- **CONSIGNA DEL EJERCICIO 1**:
Según el texto sobre los primeros años de la independencia, ¿dónde se obtuvo el primer triunfo de la campaña al Alto Perú?
- **CONSIGNA DEL EJERCICIO 2**:
En los registros, cambie "roof" por "awning" desde la línea que contiene "stand, written as integer pixel values." hasta el final, y reproduzca únicamente esas líneas sin ninguna otra modificación.
═════ TEXTO PROPORCIONADO
No hay otra forma de garantizar que Argentina deje de ser un país con malformaciones estatales, una economía rezagada y pobres indicadores humanos.

Tengo el propósito de incentivar ese acuerdo, poniendo sobre la mesa el Plan 10/16, que no se limitará a un período de gobierno: comprenderá seis años, entre el Bicentenario de Mayo y el Bicentenario de la Independencia.

Hace dos siglos, un sexenio bastó a los fundadores de la nacionalidad para hacer, de la nada, todo. Antes de entrar en el Plan 10/16, conviene recordar aquel esfuerzo.

Un poco de historia. Cuando Napoleón se adueñó de España y secuestró a Fernando VII, los virreinatos americanos quedaron a la deriva. Inexpertos en la administración pública, la provisión de justicia y la conducción de ejércitos, los criollos debieron improvisarse en tamañas responsabilidades. Un naciente patriotismo los hizo trabajar con denuedo, superar adversidades y lograr el éxito.

Ante todo, se enfrentaron a los virreyes, que les negaban el derecho de formar –como en España– juntas populares de gobierno.

En seis semanas lanzaron la campaña al Alto Perú, y a 166 días de la Revolución, llegó el primer triunfo: en Suipacha, actual Bolivia.

Buenos Aires no estaba sola. El interior se sumó a su empeño y en diciembre nació la Junta Grande.

Hubo hasta una precoz política internacional. Cuarenta horas después de instalada la Primera Junta, un comisionado partió a buscar armas y apoyo político en Londres. Meses más tarde, dos criollos se reunieron en Washington con el Secretario de Estado, James Monroe, quien les prometió reconocer a las Provincias Unidas y les facilitó –a través de armeros privados– 18 mil fusiles del arsenal norteamericano.

En 1812, Manuel Belgrano, sin formación castrense, obtuvo en Tucumán y Salta dos victorias trascendentes. Con ellas impidió que el virrey José Fernando Abascal cumpliera su amenaza de llegar desde Lima hasta Buenos Aires.

José de San Martín, apenas arribado de la Península en 1812, fue puesto al frente de los Granaderos a Caballo y, más tarde, del Ejército de los Andes, destinado a liberar a Chile y Perú.

La Asamblea del año XIII creó un cuerpo de derecho criollo. Suprimió la Inquisición, separó a la Iglesia del Estado, prohibió “el detestable uso de los tormentos”, extinguió los títulos de nobleza, determinó que todo niño nacería libre, y acabó con los privilegios de los primogénitos.

Desafió, así, vivos intereses y nutridos prejuicios. Por lo demás, creó un sistema monetario, aprobó símbolos nacionales y elaboró un proyecto de Constitución. El Ejecutivo pasó a ser ejercido por un presidente, con el nombre de Director Supremo. Mucho antes de la declaración expresa de su Independencia, la antigua colonia tenía forma de nación.
══════════
═════ MATERIALES PROPORCIONADOS
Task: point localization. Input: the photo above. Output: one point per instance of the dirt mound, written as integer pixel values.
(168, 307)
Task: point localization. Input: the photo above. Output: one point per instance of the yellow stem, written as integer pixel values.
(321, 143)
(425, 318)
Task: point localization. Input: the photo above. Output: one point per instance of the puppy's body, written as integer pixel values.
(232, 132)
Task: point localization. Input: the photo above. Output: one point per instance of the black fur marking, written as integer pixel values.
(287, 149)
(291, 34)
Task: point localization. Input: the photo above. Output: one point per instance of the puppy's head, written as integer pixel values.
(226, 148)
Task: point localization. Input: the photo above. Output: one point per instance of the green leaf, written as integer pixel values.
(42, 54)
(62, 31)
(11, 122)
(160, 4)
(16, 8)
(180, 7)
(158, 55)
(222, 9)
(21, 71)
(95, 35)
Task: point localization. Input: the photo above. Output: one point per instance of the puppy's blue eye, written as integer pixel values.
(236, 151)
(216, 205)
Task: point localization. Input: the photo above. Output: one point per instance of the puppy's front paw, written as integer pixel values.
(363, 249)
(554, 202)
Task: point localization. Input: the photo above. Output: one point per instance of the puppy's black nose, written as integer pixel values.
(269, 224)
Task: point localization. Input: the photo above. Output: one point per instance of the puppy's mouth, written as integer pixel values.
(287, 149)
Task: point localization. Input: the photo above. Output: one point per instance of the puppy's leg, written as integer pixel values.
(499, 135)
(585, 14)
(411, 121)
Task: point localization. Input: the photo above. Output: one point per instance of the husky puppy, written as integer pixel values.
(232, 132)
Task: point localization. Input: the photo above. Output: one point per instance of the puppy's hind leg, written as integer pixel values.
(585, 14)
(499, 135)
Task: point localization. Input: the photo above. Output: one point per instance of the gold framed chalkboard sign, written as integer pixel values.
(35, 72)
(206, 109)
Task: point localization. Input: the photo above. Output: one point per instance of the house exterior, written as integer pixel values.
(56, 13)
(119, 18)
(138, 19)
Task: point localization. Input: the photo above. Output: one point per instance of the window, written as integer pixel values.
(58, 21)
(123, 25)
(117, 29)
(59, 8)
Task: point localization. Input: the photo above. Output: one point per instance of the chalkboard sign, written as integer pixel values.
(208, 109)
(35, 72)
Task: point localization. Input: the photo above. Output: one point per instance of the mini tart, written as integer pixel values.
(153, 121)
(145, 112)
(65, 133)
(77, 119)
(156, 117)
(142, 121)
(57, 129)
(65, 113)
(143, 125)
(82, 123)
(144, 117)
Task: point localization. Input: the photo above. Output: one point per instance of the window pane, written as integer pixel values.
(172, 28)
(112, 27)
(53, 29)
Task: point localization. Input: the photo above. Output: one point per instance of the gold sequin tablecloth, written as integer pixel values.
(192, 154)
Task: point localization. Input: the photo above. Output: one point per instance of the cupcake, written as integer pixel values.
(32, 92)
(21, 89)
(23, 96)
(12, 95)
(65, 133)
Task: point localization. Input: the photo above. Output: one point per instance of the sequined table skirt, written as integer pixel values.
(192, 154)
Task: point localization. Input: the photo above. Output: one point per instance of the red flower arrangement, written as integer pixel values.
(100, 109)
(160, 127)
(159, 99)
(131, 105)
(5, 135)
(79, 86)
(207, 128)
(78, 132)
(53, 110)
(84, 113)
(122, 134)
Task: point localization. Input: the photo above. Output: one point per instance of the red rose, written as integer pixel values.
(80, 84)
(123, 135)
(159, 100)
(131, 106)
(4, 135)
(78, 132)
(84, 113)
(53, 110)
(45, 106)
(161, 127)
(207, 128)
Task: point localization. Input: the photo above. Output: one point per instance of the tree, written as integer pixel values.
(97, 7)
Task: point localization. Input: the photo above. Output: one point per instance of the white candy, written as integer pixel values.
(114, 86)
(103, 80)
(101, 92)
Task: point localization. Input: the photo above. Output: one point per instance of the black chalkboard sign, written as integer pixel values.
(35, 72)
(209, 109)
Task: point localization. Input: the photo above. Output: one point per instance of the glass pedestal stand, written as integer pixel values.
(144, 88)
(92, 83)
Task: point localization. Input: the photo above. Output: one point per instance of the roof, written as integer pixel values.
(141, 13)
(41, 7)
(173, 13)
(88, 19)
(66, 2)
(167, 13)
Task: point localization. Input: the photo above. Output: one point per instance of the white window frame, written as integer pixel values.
══════════
- **RESPUESTA COMPLETA 1**:
En Suipacha, actual Bolivia.

- **RESPUESTA COMPLETA 2**:
Task: point localization. Input: the photo above. Output: one point per instance of the glass pedestal stand, written as integer pixel values.
(144, 88)
(92, 83)
Task: point localization. Input: the photo above. Output: one point per instance of the awning, written as integer pixel values.
(141, 13)
(41, 7)
(173, 13)
(88, 19)
(66, 2)
(167, 13)
Task: point localization. Input: the photo above. Output: one point per instance of the white window frame, written as integer pixel values.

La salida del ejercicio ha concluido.